In-depth look: Salem’s home run
Published 10:00 am Thursday, December 29, 2016
Editor’s note: This is the second in a two-part series examining the feasibility of Farmville’s hosting a minor league baseball team at a downtown baseball stadium planned by Longwood University. What does it take to accommodate a minor league team, and what impact can it have on the host community?
Last in a series
Farmville doesn’t have to look far for examples of small communities that are homes of minor league baseball teams.
In Virginia, the city of Salem has been host to minor league baseball since 1939. There have been affiliates for the Boston Red Sox, Pittsburgh Pirates, San Francisco Giants, San Diego Padres, Texas Rangers, Colorado Rockies and Houston Astros.
Currently playing in Salem are the Fenway Sports Management-owned Salem Red Sox, a Class A Advanced Affiliate of the Boston Red Sox that plays in the Carolina League.
★ ★ ★ ★ ★
§ **Required tasks**:
a) Which lines in the records contain the word "white"? Pick out each one and copy it in full.
b) What comes next in the Salem baseball article? Continue it from its last sentence.
The Salem baseball article and the records are unrelated material.

§ **Dataset entries**:
★ ★ ★ ★ ★
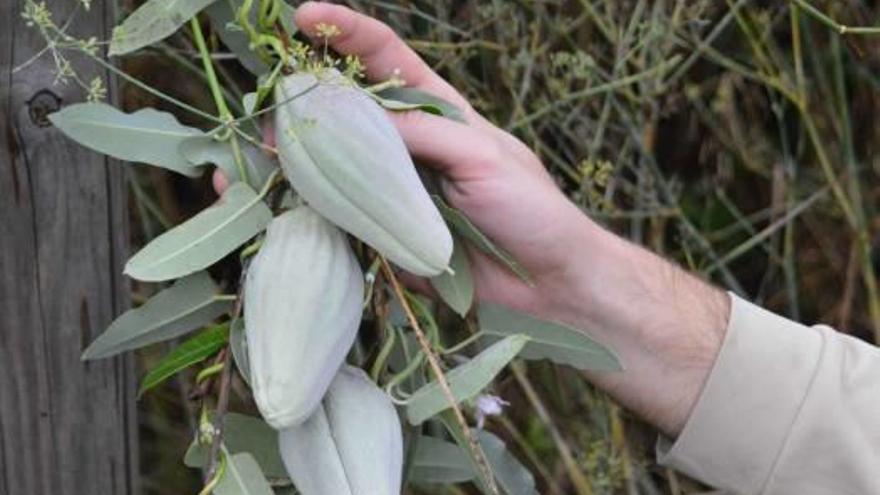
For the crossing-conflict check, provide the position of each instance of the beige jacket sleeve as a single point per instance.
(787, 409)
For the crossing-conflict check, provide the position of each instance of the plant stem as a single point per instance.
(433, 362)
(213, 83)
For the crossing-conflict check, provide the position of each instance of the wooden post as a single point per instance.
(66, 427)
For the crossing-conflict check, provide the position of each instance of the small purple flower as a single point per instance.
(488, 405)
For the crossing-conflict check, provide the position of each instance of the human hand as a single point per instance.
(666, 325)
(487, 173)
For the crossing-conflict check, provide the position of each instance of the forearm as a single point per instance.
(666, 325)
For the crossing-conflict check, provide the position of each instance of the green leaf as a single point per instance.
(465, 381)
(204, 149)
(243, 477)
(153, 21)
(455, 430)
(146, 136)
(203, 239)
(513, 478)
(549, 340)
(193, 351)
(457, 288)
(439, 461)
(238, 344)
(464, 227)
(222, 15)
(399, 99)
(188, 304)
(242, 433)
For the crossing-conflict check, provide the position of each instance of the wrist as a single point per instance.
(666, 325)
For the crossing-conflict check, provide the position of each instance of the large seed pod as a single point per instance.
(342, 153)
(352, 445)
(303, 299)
★ ★ ★ ★ ★
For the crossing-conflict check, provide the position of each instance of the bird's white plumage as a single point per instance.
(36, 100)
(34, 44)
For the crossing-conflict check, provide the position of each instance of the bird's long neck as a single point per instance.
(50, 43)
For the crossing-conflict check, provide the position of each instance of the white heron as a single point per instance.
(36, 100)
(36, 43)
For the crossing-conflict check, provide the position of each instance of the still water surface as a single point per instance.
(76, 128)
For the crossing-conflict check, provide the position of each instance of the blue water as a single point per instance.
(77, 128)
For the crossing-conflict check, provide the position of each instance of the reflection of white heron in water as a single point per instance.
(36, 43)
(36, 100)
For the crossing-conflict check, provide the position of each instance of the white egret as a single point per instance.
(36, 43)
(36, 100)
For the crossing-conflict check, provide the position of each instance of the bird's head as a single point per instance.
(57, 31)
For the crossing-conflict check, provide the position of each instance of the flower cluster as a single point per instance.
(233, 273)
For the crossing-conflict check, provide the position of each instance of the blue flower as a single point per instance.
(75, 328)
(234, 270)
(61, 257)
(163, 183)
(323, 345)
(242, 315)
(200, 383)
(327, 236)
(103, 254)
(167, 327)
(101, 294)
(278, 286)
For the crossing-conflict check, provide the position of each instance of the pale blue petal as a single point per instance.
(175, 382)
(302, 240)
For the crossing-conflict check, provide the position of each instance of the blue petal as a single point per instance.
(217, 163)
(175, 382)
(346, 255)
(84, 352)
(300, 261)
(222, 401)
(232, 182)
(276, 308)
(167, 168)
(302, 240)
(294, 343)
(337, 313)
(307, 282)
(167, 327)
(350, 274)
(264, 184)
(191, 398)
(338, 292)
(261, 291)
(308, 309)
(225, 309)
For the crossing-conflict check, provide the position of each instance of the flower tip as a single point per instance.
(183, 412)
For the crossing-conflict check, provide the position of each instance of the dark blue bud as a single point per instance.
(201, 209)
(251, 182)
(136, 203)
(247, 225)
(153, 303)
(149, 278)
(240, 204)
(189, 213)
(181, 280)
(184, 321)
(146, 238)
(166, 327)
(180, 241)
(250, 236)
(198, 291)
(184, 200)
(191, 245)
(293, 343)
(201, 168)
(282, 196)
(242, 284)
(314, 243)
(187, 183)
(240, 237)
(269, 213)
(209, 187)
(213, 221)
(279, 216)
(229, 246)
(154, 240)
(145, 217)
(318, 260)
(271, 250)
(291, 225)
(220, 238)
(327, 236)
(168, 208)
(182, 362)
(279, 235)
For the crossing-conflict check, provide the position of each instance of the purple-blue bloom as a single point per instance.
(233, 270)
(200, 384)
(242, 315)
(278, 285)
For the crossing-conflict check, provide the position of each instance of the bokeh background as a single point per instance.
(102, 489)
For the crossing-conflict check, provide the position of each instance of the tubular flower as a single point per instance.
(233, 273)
★ ★ ★ ★ ★
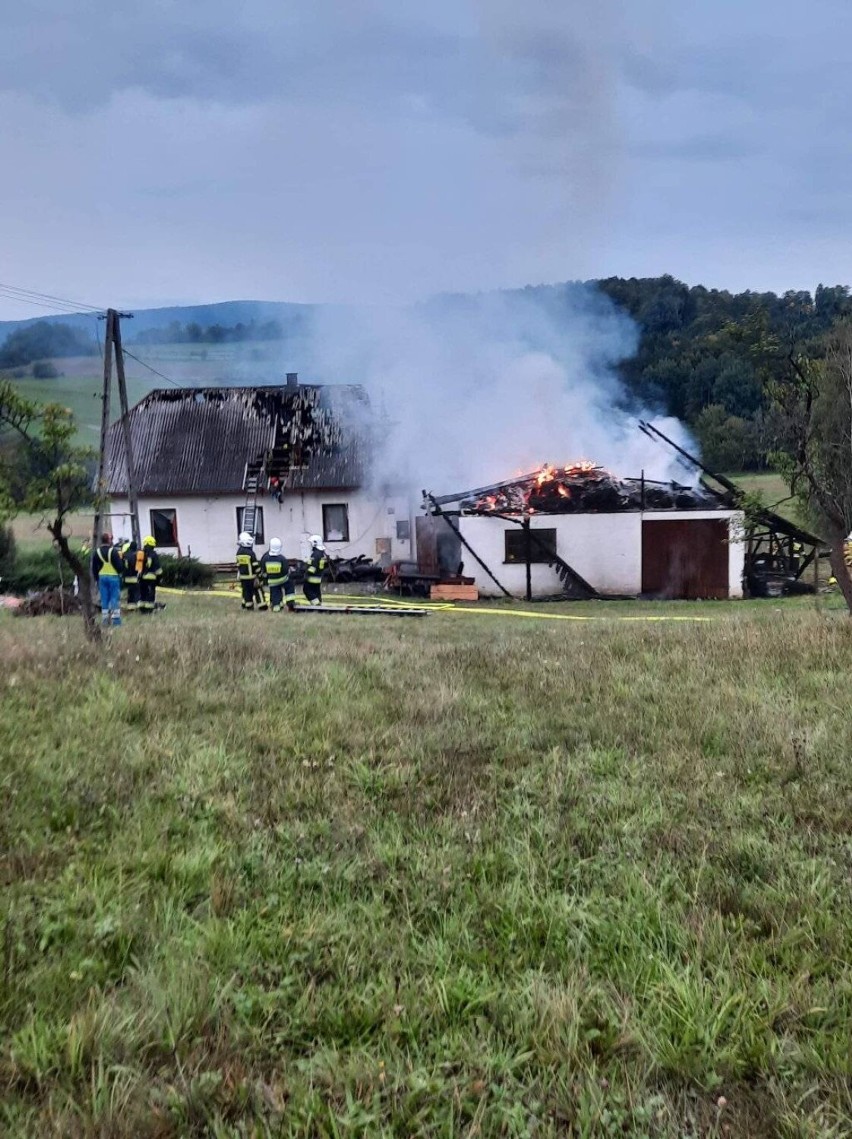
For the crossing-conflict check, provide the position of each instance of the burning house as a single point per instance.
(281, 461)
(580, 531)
★ ★ ★ ★ ★
§ **Task results**:
a)
For the crossing-conflict check, provide the position of each instance of the bird's white plumage as a single point per instance.
For the crossing-conflict check, provide the position of each instance of the white heron as a single point per instance.
For the crossing-conflict check, provide the position of each instance of the reflection of white heron in water as a single point per instance.
For the crossing-conflict check, provide the position of each instance of the white egret as a single point per instance.

b)
Like rungs of a ladder, there are different levels of the minor leagues that players climb to reach the majors. From lowest to highest, the levels are Rookie, Rookie Advanced, Class A Short Season, Class A, Class A Advanced, Double-A and Triple-A.
Amid Salem’s long history with baseball, it was faced with the need to build a new stadium following the 1990 season when Major League Baseball released a set of minimum regulations for every minor league ballpark.
As stated in a lengthy article by Clark Ruhland in the spring 2014 edition of “Salem Magazine,” the Salem City Council voted unanimously to build a new 6,500-seat baseball stadium between the Salem Civic Center and Salem Stadium at a cost of $5 million.
It was called the Salem Memorial Baseball Stadium and built to Double-A standards.
Major League Baseball’s “The Official Professional Baseball Rules Book” lists detailed standards for minor league ballparks.
Among the standards are seating capacity. The 2015 edition of the rules book states that “seating capacities shall be established to be appropriate for the size of the Minor League Club’s market.” Recommended minimum capacities include 2,500 seats for Short-Season Class A and Rookie teams, 4,000 seats for Class A teams, 6,000 seats for Double-A teams and 10,000 seats for Triple-A teams.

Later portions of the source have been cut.